Stored dataset items:
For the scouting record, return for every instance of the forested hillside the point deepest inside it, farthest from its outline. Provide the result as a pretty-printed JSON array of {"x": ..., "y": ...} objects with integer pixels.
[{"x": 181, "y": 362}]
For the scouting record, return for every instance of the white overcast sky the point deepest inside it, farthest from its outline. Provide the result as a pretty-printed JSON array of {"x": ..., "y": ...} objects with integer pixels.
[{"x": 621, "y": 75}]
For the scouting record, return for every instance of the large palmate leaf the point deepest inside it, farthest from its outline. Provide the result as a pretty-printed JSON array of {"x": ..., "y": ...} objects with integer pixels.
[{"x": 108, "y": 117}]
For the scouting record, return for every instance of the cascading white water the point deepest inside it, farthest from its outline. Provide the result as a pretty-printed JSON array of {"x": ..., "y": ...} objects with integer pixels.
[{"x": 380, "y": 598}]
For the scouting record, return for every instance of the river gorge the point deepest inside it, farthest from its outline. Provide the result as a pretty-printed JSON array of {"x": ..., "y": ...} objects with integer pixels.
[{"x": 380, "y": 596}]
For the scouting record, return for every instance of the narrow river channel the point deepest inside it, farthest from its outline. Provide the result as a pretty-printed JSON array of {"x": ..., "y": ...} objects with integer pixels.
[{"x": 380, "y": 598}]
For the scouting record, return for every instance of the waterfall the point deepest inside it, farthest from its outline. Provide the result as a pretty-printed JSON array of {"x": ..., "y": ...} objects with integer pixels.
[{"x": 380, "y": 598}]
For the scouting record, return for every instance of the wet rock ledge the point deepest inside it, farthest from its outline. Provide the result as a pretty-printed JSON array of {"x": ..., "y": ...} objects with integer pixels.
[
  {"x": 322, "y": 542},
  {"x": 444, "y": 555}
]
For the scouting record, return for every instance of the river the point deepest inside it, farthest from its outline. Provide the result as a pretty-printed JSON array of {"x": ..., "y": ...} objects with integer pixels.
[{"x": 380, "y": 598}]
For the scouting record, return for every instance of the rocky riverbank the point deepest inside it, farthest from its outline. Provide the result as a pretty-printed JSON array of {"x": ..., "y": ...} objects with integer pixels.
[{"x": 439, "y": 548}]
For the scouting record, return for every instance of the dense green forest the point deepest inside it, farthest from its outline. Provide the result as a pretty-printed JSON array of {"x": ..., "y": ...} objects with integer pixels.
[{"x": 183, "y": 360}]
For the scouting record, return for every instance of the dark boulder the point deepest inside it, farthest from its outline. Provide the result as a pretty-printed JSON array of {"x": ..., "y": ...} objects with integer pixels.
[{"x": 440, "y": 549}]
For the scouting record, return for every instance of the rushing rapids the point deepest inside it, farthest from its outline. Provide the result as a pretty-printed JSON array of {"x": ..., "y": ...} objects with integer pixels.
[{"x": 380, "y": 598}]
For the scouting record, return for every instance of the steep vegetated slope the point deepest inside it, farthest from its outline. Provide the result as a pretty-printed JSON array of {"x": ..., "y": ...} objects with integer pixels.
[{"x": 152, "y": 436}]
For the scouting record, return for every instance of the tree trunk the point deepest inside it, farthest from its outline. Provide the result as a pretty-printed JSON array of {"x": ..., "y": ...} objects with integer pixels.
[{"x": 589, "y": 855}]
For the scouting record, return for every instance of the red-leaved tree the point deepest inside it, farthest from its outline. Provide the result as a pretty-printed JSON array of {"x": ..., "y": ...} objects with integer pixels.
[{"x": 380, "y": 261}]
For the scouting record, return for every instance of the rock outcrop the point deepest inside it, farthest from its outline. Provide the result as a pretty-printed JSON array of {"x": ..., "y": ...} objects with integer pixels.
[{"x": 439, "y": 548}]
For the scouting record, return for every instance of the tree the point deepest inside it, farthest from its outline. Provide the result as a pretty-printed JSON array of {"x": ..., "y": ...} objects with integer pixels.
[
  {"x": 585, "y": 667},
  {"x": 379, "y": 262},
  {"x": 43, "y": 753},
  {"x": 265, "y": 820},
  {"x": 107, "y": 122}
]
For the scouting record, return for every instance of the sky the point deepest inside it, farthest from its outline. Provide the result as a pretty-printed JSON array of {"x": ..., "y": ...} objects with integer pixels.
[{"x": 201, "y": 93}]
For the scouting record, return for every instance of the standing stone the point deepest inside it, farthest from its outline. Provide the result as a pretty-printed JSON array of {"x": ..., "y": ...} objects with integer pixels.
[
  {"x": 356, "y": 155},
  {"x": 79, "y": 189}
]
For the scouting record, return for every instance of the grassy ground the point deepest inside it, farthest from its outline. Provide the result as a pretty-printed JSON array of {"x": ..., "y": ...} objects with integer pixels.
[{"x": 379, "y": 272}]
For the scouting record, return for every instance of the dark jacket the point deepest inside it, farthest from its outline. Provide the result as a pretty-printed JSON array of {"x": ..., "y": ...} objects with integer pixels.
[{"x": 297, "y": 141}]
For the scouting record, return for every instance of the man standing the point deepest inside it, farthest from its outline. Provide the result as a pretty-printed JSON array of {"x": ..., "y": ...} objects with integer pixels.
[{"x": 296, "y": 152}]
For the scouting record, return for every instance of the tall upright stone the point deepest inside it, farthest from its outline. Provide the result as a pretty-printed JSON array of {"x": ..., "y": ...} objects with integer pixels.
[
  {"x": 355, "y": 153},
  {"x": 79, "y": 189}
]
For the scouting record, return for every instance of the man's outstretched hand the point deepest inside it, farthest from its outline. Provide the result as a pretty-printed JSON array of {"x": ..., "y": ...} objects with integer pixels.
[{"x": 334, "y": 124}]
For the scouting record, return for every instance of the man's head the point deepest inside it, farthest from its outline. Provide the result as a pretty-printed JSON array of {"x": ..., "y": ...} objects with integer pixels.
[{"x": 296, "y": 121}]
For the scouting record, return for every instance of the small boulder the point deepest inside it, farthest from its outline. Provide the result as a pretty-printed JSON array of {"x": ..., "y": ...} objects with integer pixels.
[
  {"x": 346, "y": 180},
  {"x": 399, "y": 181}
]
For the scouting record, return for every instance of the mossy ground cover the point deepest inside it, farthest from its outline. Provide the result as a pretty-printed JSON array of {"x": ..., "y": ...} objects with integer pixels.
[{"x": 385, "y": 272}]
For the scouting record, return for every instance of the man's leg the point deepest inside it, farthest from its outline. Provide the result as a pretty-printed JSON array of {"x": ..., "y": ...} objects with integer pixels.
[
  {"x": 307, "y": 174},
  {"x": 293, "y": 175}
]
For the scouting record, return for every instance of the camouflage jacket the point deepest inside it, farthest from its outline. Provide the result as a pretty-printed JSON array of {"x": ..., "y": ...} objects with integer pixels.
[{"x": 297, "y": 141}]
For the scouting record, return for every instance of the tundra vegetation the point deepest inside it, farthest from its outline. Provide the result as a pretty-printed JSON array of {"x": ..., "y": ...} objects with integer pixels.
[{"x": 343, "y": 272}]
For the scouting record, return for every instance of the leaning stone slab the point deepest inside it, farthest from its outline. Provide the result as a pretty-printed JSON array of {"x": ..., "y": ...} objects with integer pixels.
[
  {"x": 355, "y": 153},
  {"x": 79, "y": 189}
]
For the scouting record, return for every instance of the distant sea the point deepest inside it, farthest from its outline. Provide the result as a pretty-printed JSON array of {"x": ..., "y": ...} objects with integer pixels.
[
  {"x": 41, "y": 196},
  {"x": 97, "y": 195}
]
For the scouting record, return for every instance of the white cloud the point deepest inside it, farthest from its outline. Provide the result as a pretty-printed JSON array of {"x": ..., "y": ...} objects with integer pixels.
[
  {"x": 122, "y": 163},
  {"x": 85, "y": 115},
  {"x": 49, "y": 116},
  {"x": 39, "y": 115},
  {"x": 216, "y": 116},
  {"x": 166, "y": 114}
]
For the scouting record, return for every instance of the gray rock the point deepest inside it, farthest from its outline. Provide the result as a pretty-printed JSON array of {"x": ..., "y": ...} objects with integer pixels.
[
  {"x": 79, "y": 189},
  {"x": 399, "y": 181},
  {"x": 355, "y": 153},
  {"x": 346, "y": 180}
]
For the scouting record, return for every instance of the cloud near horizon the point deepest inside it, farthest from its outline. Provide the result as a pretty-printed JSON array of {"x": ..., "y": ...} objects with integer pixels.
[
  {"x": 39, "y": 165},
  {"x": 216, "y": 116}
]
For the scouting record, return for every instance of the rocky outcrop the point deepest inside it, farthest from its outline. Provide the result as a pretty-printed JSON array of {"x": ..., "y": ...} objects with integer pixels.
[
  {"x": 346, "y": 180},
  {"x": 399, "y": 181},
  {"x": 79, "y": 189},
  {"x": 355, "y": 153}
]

Task details:
Every line from the one containing "the rocky outcrop" through the last line above should be retyped exactly; no other lines are wanted.

Written response:
For the scouting record, return for every instance of the rocky outcrop the point deepest inside it, farthest from its outline. Provide the result as a pretty-printed JSON array of {"x": ..., "y": ...} objects with integer pixels.
[
  {"x": 346, "y": 180},
  {"x": 399, "y": 181},
  {"x": 79, "y": 189},
  {"x": 355, "y": 153}
]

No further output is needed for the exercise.